What you will do: Copy the material below word for word, keeping every line and number unchanged.

Data in this exercise:
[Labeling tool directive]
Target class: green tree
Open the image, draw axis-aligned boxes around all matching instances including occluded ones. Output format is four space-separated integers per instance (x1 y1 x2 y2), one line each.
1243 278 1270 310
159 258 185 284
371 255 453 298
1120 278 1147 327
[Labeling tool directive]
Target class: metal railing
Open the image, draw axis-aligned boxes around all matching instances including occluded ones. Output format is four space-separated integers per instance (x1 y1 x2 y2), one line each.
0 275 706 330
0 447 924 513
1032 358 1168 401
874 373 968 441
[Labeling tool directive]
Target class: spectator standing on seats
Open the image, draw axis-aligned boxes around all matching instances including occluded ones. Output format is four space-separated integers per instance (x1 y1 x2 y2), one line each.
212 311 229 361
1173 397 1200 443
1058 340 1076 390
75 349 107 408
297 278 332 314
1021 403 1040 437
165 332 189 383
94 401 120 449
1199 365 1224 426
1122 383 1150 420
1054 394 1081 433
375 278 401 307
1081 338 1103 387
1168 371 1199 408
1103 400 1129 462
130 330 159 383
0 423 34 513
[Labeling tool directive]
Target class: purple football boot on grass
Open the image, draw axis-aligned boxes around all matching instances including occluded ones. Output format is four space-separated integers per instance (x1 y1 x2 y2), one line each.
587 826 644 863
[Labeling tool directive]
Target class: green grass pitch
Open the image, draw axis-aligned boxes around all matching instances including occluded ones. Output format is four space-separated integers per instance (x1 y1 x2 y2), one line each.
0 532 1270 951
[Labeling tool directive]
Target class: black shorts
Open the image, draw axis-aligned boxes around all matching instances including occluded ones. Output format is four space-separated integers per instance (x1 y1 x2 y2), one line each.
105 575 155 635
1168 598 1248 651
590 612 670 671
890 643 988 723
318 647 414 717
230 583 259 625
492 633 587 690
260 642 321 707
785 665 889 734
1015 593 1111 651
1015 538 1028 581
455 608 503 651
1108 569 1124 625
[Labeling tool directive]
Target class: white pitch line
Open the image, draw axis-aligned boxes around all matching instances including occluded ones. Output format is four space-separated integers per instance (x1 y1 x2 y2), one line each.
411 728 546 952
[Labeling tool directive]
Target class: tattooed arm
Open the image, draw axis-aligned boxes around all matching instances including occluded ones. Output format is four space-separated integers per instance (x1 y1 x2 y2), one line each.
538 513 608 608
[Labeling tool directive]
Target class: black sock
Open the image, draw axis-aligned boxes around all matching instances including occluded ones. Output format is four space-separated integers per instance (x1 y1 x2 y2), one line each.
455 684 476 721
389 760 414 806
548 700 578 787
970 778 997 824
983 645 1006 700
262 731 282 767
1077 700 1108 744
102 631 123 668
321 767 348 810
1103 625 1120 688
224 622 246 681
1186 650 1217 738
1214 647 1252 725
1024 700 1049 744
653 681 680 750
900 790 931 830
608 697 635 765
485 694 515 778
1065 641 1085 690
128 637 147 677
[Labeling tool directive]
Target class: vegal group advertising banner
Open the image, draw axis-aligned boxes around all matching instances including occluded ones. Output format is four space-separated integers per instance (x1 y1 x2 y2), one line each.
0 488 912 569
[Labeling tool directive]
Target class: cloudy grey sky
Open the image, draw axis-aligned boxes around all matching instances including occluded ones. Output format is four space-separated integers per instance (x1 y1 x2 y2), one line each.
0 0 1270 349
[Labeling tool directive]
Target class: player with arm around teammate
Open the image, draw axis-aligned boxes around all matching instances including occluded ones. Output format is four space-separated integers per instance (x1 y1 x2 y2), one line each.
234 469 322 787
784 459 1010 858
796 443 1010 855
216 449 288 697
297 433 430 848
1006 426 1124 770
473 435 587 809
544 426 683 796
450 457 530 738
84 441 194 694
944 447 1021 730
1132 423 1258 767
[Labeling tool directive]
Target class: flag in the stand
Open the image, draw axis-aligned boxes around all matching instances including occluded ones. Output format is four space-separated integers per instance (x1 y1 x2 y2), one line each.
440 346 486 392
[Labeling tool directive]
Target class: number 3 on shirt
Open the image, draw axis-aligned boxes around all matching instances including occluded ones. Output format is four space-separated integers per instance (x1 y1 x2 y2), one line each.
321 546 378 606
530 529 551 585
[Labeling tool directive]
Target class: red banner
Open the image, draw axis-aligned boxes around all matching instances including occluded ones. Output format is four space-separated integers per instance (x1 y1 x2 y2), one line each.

Task solution:
[Labeling tool directive]
Target class: green tree
Open the image, draw axis-aligned boxes around all matching instances including occluded ones. Output format is four space-separated integers per instance (x1 y1 x2 y2), one line each.
1243 278 1270 310
159 258 185 284
371 255 453 298
1120 278 1147 327
[Labeling tool directive]
Target class: metal railing
Open the image, draw axis-aligned boxes around all matching instances including occluded ones. Output format is four space-separated integers per instance (x1 y1 x2 y2), one line each.
0 275 706 330
0 447 924 513
1032 358 1168 401
874 373 968 441
[Labeling tool directive]
Target class: spectator standing on seats
Open the image, draw axis-aligned boxes around all matching instances including occluded ones. Output format is four space-separated integers per instance (x1 y1 x2 y2), one line each.
212 311 229 361
1173 397 1200 443
1058 340 1076 390
75 349 107 408
297 278 332 314
1021 403 1040 437
165 332 189 383
94 401 120 449
1199 365 1224 426
1122 383 1150 420
1054 394 1081 433
375 278 401 307
1081 338 1103 387
1168 371 1199 408
1103 400 1129 462
130 330 159 383
0 423 34 513
[Labeling tool directive]
Target class: purple football boot on grass
Open the image, draw axis-aligned boxes around all matching instances including occluded ones. Output format is four space-separated integers per instance (x1 y1 x2 y2), one line each.
587 826 644 863
[Labeling tool directive]
Target class: green grass pitch
Open the image, draw axis-aligned boxes around all matching instances including occluded ones. Output format is four space-separated integers per instance (x1 y1 x2 y2), one line each.
0 532 1270 951
[Labeling tool directive]
Target class: black shorts
Open the image, draw axis-aligned boxes around all matching instances including occluded ones. Output format is four space-separated integers per instance (x1 y1 x2 y2), one line each.
105 575 155 635
1168 598 1248 651
590 612 670 671
890 643 988 723
318 647 414 717
230 583 259 625
492 633 587 690
260 642 321 707
785 665 889 734
1015 593 1111 651
1015 538 1028 581
455 608 503 651
1108 569 1124 625
[Labeling tool directive]
Target class: white pitch line
Open the image, draw axis-aligned boxes around all matching instances including occluded ones. Output format is four space-separated integers per instance (x1 y1 x2 y2), one line each.
411 728 546 952
[Labeling tool directive]
Target class: tattooed arm
Open the image, draw axis-aligned boxes around all matching instances including occluded ones. Output format is four space-separated integers per instance (x1 y1 x2 y2), one line each.
538 513 608 608
[Labeling tool directive]
Target class: black sock
Open the image, draw axis-aligned boxes around all matching instances including occluded ones. Output format is four space-separated integers per instance (x1 y1 x2 y2), one line each.
455 684 476 721
389 760 414 806
548 700 578 787
970 778 997 824
983 645 1006 700
262 731 282 767
1077 700 1108 744
102 631 123 668
321 767 348 810
1103 625 1120 688
224 622 246 681
1186 650 1217 738
1214 647 1252 725
1024 700 1049 744
653 681 680 750
900 790 931 830
608 697 635 765
485 694 515 778
1065 641 1085 690
128 637 147 677
[Labeling tool directive]
Target class: vegal group advertising banner
Open the image, draw axis-aligned boxes around all matching instances including occluded ones. Output format is four space-separated integers per instance (x1 y1 x2 y2), one line each.
0 488 912 569
[Labeling tool directive]
Target class: cloudy grey sky
Open the image, draw axis-aligned boxes around all matching instances including occluded ones. Output format is four space-separated integers per instance (x1 y1 x2 y2), one line each.
0 0 1270 349
[Labeling tool directive]
Target class: player with arm around teammate
Open the image, draw axis-aligned boxes around all matching instances including occluded ones. Output format is four space-separated integers per instance (x1 y1 x2 y2), one line each.
234 469 322 787
784 459 1010 858
796 443 1010 855
216 449 288 697
297 433 430 848
1006 426 1124 770
473 435 587 809
544 426 683 796
450 457 530 738
84 441 194 694
944 447 1021 730
1132 423 1258 767
[Labeling tool directive]
Target class: flag in the stand
Open the image, draw axis-aligned boxes around all matching instances including occluded ones. Output format is four space-separated integers per instance (x1 y1 x2 y2), one line each.
440 346 486 392
[Labeling tool directive]
Target class: number 3 on shirt
Open the image, draw axis-aligned boxes around all matching instances including occluded ones. Output format is four space-separated integers per instance (x1 y1 x2 y2), one line each.
321 546 378 606
530 529 551 585
[Labeling tool directive]
Target class: red banner
Open the image, draw axis-aligned boxes around all matching instances including occluded ones. Output format is four space-separated integers per instance (x1 y1 x2 y2), one line each.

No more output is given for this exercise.